#### ENTRIES ####
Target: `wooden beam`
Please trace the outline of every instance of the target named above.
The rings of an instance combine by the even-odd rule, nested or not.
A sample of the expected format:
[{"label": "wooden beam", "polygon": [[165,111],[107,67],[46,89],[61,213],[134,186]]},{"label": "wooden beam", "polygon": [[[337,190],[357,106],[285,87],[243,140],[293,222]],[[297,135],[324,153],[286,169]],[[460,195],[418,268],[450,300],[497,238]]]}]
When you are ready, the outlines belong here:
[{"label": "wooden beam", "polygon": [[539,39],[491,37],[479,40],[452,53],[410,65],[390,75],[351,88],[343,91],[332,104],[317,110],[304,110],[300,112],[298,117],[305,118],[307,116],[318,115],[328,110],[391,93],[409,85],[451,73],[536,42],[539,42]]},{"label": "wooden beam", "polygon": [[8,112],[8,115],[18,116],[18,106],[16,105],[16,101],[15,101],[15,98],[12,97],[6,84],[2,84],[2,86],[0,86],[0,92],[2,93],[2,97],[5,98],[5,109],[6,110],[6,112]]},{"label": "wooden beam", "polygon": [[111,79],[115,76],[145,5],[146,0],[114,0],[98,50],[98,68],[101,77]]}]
####
#### ENTRIES ####
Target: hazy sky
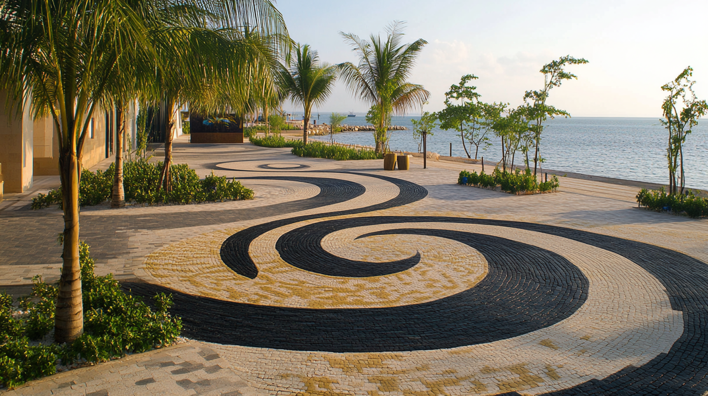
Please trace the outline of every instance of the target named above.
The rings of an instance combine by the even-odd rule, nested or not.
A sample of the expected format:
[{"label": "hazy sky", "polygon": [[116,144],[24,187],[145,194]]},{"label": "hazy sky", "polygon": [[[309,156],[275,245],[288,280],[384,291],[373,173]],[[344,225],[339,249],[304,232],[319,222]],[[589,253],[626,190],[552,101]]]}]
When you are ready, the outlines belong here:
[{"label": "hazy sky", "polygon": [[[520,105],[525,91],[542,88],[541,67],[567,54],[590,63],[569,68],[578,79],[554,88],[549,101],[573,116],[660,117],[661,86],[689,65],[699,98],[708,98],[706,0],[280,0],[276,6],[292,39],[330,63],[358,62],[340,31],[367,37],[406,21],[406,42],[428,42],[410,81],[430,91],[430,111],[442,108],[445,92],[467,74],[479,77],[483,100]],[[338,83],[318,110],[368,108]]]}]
####
List every line above that contains the string "wooden". Case counts.

> **TASK OUTPUT**
Target: `wooden beam`
[{"label": "wooden beam", "polygon": [[165,111],[107,67],[46,89],[61,213],[134,186]]},{"label": "wooden beam", "polygon": [[[337,190],[357,106],[285,87],[243,140],[293,222]],[[297,135],[324,153],[286,169]],[[460,195],[418,268],[450,300],[497,238]]]}]
[{"label": "wooden beam", "polygon": [[539,39],[491,37],[479,40],[452,53],[410,65],[390,75],[351,88],[343,91],[332,104],[317,110],[304,110],[300,112],[298,117],[305,118],[307,116],[318,115],[328,110],[391,93],[409,85],[451,73],[536,42],[539,42]]},{"label": "wooden beam", "polygon": [[8,112],[8,115],[18,116],[18,106],[16,105],[16,101],[15,101],[15,98],[12,97],[6,84],[2,84],[2,86],[0,86],[0,92],[2,93],[2,97],[5,98],[5,109],[6,110],[6,112]]},{"label": "wooden beam", "polygon": [[111,79],[115,76],[145,5],[146,0],[114,0],[98,50],[98,68],[101,77]]}]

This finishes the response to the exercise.